[Dataset entries]
________________________________________

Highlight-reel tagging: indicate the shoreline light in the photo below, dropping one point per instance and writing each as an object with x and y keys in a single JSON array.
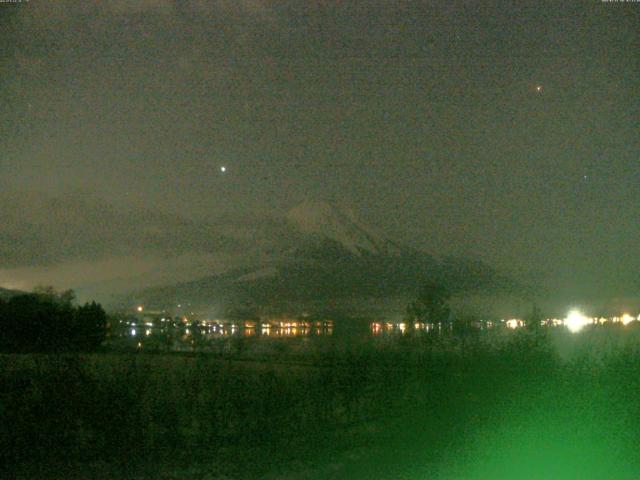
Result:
[{"x": 575, "y": 321}]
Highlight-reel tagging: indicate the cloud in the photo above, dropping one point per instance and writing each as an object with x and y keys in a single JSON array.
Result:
[{"x": 41, "y": 230}]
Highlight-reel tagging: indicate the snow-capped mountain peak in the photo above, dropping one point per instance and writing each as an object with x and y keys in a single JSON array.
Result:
[{"x": 324, "y": 220}]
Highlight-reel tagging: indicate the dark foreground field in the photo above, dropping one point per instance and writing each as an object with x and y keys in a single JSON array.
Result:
[{"x": 510, "y": 406}]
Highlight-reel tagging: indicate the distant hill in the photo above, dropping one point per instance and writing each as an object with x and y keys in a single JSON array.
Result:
[
  {"x": 328, "y": 259},
  {"x": 6, "y": 294}
]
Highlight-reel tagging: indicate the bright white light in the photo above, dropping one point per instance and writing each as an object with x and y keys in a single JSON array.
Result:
[
  {"x": 575, "y": 321},
  {"x": 513, "y": 323}
]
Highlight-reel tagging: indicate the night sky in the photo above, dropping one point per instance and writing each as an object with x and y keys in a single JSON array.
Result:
[{"x": 507, "y": 132}]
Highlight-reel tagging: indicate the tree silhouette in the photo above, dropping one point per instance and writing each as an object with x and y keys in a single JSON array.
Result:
[
  {"x": 48, "y": 321},
  {"x": 431, "y": 305}
]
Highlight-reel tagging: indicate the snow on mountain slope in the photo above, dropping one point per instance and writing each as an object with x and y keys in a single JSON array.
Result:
[{"x": 323, "y": 220}]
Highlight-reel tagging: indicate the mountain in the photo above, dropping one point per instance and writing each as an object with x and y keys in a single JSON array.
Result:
[{"x": 325, "y": 258}]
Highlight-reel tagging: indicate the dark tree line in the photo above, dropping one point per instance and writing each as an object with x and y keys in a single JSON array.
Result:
[{"x": 46, "y": 321}]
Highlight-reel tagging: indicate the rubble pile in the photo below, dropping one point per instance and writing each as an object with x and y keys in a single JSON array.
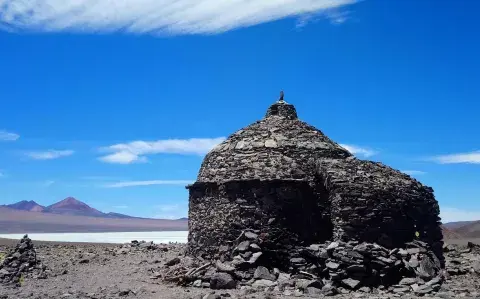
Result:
[
  {"x": 462, "y": 260},
  {"x": 294, "y": 185},
  {"x": 21, "y": 262},
  {"x": 329, "y": 268}
]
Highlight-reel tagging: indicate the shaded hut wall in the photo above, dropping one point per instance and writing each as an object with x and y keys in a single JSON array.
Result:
[
  {"x": 375, "y": 203},
  {"x": 284, "y": 214}
]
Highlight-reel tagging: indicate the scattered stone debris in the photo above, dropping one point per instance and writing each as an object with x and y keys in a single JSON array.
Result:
[
  {"x": 290, "y": 185},
  {"x": 319, "y": 269},
  {"x": 20, "y": 263},
  {"x": 280, "y": 206}
]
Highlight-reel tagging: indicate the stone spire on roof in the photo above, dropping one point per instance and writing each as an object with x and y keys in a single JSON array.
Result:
[{"x": 282, "y": 109}]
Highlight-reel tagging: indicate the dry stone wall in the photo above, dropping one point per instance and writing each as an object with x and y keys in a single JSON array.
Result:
[
  {"x": 284, "y": 214},
  {"x": 273, "y": 148},
  {"x": 287, "y": 182},
  {"x": 375, "y": 203}
]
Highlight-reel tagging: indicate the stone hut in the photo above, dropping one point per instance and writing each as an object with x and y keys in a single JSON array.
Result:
[{"x": 291, "y": 185}]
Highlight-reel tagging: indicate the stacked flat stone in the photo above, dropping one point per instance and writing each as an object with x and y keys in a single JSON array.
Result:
[
  {"x": 21, "y": 261},
  {"x": 293, "y": 185},
  {"x": 375, "y": 203}
]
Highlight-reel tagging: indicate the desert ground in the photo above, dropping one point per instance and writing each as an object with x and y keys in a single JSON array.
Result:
[
  {"x": 84, "y": 270},
  {"x": 14, "y": 221}
]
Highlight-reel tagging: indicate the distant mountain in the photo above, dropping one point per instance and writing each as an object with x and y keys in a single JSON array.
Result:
[
  {"x": 26, "y": 206},
  {"x": 72, "y": 206},
  {"x": 470, "y": 230},
  {"x": 118, "y": 215},
  {"x": 68, "y": 206}
]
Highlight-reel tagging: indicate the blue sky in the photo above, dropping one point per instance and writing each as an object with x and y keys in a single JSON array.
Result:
[{"x": 117, "y": 103}]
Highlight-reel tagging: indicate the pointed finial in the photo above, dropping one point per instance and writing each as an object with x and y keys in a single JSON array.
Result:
[{"x": 281, "y": 99}]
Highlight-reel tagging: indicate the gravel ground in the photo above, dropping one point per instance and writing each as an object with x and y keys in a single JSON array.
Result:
[{"x": 109, "y": 271}]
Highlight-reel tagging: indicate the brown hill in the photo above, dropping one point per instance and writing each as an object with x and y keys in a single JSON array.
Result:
[
  {"x": 17, "y": 221},
  {"x": 470, "y": 230},
  {"x": 450, "y": 234},
  {"x": 72, "y": 206}
]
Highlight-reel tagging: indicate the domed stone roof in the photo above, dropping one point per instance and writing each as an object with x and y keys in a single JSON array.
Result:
[{"x": 279, "y": 146}]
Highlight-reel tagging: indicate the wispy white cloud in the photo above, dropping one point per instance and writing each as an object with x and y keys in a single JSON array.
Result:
[
  {"x": 120, "y": 207},
  {"x": 5, "y": 135},
  {"x": 461, "y": 158},
  {"x": 49, "y": 155},
  {"x": 413, "y": 172},
  {"x": 146, "y": 183},
  {"x": 99, "y": 178},
  {"x": 338, "y": 17},
  {"x": 358, "y": 150},
  {"x": 152, "y": 16},
  {"x": 135, "y": 152},
  {"x": 449, "y": 214},
  {"x": 48, "y": 183}
]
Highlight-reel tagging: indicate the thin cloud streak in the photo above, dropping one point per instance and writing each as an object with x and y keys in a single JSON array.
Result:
[
  {"x": 120, "y": 207},
  {"x": 413, "y": 172},
  {"x": 147, "y": 183},
  {"x": 358, "y": 150},
  {"x": 5, "y": 135},
  {"x": 175, "y": 17},
  {"x": 49, "y": 155},
  {"x": 135, "y": 152},
  {"x": 461, "y": 158}
]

________________________________________

REQUIREMENT: Note every line of the entries in which "mountain" appears, and copy it down.

RESPONSE:
Highlight-reel tagging: indicate the snow-capped mountain peak in the photo above, dropping one point per instance and writing each as an object with x and y keys in a single JSON array.
Highlight-reel tagging: indicate the snow on mountain slope in the photo above, dropping one point per instance and writing each as an object with x and y keys in a single JSON array.
Highlight-reel tagging: indicate the mountain in the photo above, dropping one point per instance and writing each as an object with x and y keys in a single JSON array.
Highlight-reel tagging: indicate the distant mountain in the photo above, dropping one point per instance and writing each as an object with x and y keys in a single JSON array.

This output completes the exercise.